* Exercise details: Gather each line in the data below that contains the string "shelf", and copy those lines out. Case matters.

--- Start Rows ---

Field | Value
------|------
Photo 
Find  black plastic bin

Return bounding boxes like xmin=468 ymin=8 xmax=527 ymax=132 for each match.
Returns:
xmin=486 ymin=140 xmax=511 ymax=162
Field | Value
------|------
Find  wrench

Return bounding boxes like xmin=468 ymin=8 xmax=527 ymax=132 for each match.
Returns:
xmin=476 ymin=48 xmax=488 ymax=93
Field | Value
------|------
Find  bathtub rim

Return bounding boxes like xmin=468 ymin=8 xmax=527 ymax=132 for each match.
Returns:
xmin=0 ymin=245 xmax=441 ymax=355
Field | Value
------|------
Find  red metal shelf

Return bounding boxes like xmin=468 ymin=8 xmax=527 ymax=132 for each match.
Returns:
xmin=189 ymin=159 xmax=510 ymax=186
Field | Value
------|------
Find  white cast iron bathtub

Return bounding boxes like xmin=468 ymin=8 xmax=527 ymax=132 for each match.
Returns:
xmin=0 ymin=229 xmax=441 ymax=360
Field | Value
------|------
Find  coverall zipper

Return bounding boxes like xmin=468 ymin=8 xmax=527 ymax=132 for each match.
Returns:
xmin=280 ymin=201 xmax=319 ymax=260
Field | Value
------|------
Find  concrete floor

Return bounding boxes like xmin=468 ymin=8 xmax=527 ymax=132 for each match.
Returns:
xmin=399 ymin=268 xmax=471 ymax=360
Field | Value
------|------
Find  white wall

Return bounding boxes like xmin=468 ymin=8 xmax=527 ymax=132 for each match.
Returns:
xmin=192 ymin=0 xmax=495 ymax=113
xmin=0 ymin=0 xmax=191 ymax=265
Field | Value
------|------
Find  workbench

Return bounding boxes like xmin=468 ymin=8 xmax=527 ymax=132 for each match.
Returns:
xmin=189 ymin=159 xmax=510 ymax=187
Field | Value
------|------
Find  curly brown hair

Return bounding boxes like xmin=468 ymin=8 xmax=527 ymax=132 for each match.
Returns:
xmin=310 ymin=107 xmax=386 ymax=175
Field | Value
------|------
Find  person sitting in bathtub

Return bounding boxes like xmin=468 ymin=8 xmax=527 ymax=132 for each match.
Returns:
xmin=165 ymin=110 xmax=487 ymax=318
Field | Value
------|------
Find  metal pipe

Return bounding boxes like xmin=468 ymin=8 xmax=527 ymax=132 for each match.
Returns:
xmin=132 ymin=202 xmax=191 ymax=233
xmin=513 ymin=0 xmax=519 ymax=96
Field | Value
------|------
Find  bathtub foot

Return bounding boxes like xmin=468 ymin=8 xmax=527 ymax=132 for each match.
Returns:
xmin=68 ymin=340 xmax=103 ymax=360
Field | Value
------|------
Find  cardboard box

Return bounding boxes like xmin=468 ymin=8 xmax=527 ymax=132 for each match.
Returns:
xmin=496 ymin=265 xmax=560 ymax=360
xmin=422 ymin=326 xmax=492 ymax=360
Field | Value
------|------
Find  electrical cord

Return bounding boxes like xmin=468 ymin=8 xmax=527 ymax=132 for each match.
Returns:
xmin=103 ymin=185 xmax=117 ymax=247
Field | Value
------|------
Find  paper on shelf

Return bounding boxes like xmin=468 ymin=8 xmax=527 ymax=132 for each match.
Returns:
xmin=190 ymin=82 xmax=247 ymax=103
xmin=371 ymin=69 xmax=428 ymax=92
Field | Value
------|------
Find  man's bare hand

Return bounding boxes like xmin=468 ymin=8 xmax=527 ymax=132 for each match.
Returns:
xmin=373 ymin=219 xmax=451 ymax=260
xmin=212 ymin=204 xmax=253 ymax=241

--- End Rows ---

* Full output:
Find  red metal shelf
Find  paper on shelf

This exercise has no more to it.